- **The problem**: Determine how many lines in the listing below contain "exercise", then give only that number.

[Opening Data section section]

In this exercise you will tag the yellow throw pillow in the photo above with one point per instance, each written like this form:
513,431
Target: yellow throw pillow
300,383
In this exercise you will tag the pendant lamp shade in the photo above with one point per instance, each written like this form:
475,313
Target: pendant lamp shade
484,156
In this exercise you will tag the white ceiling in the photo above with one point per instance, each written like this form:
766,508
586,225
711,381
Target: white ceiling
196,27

[Closing Data section section]
[Opening Data section section]

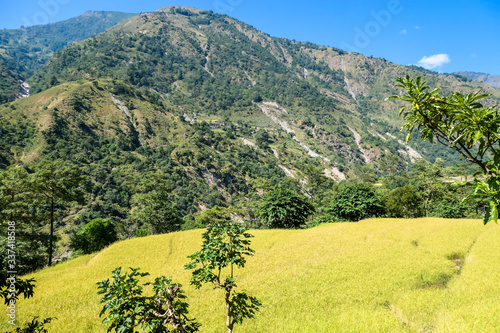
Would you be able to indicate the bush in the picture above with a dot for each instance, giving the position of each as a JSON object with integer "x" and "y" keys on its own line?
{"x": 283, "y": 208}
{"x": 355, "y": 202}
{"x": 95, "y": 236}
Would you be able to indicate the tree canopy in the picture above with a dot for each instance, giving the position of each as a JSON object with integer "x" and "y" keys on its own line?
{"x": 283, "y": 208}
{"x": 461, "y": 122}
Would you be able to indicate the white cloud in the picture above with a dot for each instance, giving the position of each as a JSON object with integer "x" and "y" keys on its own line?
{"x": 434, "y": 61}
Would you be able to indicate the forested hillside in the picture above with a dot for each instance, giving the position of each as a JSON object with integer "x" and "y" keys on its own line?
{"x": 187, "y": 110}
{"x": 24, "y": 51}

[Closing Data section section]

- **Answer area**: 3